- **Records provided**
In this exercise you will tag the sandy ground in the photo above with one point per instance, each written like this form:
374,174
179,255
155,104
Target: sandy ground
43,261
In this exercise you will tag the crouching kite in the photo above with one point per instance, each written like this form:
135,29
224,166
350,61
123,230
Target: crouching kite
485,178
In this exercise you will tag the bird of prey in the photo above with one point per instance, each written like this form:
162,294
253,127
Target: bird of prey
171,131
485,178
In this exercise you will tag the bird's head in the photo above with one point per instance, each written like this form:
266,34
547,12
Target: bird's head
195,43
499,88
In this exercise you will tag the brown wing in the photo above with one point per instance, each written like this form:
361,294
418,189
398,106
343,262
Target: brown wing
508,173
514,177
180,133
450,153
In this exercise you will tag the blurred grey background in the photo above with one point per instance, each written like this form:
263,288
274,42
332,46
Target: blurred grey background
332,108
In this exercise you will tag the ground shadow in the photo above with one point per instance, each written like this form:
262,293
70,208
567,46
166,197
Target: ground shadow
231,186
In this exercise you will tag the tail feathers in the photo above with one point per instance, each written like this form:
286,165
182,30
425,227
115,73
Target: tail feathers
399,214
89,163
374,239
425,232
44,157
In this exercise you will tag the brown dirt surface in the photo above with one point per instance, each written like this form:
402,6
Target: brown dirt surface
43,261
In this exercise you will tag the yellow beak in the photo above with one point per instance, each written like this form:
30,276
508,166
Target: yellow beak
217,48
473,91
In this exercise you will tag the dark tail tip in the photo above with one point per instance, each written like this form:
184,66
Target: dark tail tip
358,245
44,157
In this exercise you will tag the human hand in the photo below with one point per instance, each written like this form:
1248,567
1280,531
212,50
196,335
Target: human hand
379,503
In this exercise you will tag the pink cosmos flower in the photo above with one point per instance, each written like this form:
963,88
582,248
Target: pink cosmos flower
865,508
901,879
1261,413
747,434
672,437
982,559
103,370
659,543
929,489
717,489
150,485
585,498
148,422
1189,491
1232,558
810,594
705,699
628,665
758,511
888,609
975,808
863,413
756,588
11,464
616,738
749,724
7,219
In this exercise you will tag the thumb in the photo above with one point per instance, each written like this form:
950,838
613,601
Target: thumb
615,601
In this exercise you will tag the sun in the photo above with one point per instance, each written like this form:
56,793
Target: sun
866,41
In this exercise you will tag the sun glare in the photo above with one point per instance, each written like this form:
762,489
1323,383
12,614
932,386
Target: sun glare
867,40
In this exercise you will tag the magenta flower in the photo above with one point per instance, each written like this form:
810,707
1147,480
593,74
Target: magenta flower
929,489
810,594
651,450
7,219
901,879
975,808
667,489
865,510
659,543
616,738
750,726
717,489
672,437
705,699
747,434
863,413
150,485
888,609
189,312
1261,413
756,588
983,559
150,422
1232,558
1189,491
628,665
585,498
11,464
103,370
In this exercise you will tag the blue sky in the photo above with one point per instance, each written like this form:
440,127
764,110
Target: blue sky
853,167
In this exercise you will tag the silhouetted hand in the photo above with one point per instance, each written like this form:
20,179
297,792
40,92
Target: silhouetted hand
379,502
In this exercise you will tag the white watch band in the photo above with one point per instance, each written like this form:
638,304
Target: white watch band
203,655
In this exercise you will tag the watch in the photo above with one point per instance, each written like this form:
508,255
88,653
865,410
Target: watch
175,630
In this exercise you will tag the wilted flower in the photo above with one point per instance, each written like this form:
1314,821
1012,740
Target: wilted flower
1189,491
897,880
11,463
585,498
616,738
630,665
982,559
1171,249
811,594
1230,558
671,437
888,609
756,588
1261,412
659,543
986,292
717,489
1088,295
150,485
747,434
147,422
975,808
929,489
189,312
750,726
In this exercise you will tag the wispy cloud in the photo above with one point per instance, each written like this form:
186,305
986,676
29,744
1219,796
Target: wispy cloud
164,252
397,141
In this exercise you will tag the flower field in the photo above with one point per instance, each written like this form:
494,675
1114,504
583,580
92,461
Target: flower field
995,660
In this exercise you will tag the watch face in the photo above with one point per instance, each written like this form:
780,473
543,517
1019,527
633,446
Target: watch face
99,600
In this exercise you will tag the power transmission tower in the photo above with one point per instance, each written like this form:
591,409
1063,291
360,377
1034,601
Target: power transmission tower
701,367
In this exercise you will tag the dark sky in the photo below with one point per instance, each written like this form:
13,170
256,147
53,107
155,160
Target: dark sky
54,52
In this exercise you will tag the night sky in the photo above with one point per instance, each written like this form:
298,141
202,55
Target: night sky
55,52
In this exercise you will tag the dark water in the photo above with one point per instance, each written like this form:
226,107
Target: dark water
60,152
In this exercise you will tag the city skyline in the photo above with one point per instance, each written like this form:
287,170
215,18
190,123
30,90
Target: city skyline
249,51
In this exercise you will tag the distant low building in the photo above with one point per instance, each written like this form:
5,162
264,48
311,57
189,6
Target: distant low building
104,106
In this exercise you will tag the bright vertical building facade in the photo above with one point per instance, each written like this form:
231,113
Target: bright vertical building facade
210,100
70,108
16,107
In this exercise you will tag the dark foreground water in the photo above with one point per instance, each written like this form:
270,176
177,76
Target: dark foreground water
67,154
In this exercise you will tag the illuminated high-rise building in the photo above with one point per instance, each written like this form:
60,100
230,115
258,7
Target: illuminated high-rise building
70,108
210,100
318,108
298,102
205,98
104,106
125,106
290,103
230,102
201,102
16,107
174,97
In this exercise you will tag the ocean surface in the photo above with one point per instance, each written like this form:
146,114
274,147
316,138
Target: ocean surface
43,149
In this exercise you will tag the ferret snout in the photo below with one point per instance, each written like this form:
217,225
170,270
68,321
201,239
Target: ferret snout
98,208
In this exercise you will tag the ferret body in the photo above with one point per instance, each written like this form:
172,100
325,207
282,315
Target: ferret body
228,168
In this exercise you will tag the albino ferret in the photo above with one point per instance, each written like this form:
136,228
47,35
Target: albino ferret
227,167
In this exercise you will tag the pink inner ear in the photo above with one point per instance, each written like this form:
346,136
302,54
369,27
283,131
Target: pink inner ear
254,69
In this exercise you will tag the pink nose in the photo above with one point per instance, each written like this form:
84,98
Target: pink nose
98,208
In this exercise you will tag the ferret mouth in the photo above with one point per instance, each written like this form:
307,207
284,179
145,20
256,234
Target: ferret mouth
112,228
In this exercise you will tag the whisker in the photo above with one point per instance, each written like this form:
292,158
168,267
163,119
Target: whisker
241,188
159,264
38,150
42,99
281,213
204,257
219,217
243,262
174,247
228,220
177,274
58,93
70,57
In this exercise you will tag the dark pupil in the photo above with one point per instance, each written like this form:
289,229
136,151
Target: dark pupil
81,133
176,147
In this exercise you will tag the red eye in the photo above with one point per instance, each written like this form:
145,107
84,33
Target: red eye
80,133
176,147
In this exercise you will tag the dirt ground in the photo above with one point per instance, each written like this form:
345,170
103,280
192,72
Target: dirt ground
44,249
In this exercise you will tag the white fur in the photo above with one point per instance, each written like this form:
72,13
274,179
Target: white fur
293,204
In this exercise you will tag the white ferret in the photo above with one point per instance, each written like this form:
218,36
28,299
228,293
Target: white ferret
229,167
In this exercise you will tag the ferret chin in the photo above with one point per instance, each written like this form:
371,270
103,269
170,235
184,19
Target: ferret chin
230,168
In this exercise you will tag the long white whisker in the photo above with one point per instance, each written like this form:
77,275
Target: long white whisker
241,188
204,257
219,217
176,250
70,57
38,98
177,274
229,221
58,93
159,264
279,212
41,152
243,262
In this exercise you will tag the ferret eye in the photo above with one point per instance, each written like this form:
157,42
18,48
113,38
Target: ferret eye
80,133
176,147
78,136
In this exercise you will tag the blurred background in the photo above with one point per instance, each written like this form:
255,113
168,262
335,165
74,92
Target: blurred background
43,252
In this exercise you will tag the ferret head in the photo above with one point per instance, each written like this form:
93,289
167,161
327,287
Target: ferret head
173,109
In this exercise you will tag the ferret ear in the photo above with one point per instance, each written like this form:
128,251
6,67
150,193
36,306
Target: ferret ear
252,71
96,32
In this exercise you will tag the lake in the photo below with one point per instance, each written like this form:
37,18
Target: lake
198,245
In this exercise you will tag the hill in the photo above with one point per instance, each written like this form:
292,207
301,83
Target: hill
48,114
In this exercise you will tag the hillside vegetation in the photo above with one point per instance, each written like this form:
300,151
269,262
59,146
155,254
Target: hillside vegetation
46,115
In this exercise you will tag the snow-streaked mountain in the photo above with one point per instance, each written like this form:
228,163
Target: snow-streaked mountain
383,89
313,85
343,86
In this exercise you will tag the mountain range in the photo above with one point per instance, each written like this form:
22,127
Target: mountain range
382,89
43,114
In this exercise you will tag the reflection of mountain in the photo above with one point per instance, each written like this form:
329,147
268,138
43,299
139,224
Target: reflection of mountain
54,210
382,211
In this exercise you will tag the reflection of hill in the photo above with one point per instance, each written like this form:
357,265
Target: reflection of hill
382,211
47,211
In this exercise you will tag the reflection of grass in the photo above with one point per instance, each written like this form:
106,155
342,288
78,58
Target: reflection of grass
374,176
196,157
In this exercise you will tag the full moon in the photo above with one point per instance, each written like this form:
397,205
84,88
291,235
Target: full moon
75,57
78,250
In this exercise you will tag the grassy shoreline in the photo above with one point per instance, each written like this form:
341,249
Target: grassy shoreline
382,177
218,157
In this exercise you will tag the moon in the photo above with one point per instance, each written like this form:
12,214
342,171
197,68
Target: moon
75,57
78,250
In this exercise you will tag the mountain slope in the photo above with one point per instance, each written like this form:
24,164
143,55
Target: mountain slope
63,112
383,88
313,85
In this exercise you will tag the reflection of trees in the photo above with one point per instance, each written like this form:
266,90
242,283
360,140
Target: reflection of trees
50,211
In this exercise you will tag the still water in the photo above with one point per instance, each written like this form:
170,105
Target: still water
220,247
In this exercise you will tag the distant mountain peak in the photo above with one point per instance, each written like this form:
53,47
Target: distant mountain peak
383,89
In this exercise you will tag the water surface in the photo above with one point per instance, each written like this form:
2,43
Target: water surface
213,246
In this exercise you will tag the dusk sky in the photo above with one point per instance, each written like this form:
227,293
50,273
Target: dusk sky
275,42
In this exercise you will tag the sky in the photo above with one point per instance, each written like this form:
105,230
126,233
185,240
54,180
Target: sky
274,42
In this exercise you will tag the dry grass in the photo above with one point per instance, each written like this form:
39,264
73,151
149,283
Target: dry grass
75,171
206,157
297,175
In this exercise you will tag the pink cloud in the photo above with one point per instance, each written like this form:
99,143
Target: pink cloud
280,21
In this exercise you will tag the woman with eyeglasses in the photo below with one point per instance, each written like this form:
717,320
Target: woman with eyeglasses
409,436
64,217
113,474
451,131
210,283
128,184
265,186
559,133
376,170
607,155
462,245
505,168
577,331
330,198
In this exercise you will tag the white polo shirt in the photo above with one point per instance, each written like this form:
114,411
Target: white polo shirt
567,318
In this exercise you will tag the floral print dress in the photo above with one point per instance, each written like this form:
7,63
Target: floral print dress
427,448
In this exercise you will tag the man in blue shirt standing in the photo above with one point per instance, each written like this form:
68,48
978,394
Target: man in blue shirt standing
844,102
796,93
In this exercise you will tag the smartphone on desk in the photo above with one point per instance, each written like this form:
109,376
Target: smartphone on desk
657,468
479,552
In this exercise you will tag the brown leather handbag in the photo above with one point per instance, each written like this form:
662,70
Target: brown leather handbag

- **Task instructions**
The answer must be every line from the records above that contains the word "leather", copied in full.

- **Task output**
In this exercise you will tag the brown leather handbag in the photo above with one point per instance, each written like this form:
Target: brown leather handbag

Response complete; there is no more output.